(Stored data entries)
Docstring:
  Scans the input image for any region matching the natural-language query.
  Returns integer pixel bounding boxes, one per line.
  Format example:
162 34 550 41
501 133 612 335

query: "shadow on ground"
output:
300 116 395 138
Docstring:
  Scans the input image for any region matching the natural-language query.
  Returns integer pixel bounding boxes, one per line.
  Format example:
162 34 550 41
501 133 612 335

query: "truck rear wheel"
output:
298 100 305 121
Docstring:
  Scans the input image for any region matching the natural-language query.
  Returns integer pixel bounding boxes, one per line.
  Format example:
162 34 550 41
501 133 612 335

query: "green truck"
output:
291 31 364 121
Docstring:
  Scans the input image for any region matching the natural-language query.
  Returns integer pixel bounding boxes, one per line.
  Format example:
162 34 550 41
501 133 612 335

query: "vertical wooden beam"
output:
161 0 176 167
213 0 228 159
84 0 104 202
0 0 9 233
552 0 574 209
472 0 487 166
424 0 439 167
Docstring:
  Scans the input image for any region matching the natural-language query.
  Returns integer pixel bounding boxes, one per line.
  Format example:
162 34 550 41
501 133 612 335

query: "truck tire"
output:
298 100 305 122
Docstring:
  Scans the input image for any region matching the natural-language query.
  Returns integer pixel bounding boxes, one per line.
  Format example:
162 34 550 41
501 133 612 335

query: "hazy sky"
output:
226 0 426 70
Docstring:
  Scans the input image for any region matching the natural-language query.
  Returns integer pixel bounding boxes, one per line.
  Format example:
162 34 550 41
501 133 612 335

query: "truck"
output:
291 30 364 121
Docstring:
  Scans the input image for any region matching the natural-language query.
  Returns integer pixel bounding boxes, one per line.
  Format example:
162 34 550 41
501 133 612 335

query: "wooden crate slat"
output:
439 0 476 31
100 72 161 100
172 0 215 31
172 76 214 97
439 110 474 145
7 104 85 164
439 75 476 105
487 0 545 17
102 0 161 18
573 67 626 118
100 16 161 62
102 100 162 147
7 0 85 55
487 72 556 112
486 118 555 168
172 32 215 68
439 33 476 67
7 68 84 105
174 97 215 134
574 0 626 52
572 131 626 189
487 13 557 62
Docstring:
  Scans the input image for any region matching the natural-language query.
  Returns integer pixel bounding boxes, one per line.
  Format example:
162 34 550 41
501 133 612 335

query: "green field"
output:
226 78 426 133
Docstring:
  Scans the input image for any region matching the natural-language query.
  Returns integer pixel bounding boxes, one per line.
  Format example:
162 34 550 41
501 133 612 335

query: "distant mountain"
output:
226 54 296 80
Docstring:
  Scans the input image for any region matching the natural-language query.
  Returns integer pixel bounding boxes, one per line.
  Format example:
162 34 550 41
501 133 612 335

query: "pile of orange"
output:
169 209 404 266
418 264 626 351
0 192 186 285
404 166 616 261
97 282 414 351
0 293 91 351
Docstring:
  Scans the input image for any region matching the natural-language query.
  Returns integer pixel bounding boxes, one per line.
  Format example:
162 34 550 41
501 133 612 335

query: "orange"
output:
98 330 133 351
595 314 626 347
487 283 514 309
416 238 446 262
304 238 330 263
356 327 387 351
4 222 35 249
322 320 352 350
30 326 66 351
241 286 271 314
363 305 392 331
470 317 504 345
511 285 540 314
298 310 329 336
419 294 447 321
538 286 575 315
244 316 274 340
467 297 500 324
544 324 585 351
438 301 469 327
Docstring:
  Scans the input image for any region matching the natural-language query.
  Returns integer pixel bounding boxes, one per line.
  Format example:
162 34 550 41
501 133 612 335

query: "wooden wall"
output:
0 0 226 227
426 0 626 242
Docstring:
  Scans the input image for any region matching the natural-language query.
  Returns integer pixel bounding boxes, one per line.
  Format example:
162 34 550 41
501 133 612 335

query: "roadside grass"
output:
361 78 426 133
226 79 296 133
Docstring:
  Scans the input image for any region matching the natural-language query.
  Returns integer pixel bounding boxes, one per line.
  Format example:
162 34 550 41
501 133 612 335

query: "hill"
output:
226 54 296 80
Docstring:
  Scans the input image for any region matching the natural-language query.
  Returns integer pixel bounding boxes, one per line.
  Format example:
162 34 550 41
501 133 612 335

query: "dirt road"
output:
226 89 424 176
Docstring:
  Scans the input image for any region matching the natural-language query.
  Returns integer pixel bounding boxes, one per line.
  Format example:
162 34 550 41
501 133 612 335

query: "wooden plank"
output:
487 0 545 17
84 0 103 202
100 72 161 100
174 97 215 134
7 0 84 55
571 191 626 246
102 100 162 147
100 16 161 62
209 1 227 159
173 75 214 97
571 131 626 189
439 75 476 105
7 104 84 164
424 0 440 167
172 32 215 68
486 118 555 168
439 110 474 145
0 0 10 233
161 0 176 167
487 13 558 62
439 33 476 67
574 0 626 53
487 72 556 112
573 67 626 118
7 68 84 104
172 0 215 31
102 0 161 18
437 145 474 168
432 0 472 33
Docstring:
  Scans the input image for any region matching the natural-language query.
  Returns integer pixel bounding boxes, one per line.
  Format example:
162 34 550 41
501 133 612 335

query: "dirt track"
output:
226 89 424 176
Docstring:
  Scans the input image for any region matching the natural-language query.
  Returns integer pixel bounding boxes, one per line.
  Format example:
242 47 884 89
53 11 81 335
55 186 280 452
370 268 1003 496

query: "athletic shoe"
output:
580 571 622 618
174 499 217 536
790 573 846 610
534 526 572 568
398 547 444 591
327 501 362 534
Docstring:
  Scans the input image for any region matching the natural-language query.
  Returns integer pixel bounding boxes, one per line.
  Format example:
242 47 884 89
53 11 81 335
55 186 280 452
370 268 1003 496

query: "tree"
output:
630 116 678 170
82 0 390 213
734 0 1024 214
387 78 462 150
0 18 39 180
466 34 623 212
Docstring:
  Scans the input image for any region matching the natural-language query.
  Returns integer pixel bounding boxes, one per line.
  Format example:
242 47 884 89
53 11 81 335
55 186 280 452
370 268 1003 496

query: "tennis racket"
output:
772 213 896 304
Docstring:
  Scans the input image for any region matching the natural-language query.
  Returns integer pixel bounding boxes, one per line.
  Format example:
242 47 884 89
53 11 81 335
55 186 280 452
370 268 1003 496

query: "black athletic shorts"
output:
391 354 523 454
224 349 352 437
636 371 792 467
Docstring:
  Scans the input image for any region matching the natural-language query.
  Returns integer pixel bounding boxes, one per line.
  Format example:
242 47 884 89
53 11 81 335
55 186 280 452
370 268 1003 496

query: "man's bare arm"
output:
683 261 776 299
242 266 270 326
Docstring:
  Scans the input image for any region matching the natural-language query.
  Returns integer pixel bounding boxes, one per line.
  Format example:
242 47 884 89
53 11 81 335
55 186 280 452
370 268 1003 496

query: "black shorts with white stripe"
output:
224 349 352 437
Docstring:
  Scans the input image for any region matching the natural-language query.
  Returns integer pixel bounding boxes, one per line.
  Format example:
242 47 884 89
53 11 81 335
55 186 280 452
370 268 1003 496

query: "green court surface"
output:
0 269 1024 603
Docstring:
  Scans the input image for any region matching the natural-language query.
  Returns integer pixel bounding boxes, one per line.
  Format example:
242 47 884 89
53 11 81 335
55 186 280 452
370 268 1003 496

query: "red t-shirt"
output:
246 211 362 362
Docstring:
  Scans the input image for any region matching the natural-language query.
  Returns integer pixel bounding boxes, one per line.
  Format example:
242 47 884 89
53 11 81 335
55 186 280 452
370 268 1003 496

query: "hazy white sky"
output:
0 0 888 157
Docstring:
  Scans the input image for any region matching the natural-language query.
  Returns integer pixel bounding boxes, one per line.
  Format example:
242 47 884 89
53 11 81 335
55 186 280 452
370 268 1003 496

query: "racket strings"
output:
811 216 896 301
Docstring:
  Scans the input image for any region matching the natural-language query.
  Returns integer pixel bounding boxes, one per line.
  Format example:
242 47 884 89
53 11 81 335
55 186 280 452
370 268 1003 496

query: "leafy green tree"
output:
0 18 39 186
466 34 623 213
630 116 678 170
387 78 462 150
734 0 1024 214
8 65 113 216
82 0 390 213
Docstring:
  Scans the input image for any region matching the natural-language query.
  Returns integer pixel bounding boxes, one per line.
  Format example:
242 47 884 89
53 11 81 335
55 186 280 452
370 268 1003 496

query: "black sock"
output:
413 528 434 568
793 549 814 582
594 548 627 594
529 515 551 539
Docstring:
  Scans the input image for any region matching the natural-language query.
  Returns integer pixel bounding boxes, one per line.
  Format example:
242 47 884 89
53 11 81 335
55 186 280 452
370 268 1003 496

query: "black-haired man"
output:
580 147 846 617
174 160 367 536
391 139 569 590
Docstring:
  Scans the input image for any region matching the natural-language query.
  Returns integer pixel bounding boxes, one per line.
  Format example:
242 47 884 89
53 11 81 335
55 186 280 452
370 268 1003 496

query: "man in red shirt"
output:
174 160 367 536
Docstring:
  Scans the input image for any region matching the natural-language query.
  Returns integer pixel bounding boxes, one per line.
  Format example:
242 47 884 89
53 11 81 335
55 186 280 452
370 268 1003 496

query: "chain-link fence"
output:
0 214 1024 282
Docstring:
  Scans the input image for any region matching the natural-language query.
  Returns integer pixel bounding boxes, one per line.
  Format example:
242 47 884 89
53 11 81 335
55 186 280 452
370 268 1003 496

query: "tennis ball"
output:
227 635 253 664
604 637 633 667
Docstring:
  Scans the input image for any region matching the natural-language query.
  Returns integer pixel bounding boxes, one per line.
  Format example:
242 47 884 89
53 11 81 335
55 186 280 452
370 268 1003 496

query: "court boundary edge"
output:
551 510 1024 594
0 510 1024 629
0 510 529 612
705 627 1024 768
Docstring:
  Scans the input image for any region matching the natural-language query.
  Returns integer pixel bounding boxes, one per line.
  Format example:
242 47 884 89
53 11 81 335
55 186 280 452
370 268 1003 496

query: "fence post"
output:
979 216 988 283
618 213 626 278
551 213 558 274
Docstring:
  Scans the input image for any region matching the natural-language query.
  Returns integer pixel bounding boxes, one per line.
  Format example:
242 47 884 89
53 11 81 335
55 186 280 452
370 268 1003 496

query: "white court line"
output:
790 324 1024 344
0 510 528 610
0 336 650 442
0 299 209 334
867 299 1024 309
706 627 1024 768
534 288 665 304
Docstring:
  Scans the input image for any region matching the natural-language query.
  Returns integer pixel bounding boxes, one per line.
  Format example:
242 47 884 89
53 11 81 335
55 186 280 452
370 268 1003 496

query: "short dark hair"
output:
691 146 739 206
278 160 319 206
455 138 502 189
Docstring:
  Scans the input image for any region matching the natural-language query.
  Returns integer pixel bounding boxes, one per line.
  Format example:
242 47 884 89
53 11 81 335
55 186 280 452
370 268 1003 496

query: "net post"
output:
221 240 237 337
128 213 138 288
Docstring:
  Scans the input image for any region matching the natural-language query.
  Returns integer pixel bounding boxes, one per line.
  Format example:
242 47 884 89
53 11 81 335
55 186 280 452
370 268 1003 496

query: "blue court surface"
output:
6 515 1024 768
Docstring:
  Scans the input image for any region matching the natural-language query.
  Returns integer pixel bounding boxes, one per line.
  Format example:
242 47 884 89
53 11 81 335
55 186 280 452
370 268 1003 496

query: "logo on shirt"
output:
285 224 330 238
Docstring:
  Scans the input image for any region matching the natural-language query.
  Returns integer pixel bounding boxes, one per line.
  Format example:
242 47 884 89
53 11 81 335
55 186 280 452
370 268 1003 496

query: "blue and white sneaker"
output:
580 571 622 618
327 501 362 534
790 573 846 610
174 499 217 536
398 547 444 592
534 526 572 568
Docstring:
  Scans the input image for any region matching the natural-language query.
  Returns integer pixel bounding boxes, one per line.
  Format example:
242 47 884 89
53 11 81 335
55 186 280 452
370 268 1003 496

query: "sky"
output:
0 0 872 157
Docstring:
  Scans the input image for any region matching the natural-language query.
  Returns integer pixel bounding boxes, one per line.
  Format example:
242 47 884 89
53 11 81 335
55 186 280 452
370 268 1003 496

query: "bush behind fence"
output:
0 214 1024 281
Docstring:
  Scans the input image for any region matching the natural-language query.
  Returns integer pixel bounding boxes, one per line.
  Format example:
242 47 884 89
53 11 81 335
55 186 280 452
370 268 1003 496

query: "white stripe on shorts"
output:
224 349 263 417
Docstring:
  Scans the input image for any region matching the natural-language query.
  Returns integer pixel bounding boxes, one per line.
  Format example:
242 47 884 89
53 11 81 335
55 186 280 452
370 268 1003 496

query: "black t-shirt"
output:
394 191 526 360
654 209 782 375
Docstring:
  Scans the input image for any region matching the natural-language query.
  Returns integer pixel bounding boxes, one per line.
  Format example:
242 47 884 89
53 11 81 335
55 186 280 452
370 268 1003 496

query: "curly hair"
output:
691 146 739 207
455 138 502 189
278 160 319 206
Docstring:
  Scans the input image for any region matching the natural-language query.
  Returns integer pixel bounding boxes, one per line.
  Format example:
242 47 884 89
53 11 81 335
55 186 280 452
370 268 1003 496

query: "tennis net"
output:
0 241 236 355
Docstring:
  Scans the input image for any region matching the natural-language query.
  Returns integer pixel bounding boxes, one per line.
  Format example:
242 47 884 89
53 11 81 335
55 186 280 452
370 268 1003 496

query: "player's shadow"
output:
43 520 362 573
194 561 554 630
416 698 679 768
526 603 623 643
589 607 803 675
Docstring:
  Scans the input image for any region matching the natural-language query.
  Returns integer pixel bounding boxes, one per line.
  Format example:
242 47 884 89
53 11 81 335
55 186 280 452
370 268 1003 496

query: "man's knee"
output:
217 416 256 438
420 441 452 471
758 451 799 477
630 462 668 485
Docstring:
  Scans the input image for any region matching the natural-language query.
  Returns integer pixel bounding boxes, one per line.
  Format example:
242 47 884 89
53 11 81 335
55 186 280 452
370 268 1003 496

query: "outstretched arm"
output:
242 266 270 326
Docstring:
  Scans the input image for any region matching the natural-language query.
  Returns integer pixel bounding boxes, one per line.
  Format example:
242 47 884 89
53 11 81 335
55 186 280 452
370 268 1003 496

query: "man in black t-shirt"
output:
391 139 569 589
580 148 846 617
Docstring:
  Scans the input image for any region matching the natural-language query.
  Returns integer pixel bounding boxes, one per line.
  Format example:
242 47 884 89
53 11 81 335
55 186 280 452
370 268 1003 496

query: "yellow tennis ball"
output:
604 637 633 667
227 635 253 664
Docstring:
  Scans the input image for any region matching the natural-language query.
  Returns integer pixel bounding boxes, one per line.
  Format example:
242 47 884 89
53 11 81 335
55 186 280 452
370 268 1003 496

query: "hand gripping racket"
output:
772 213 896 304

» **EXERCISE AIM**
Which lines in the data above contain the string "truck", with matching case? Report each of those lines in full.

» **PROBLEM SOLUTION**
query: "truck rear wheel"
query: "green truck"
query: "truck tire"
query: "truck"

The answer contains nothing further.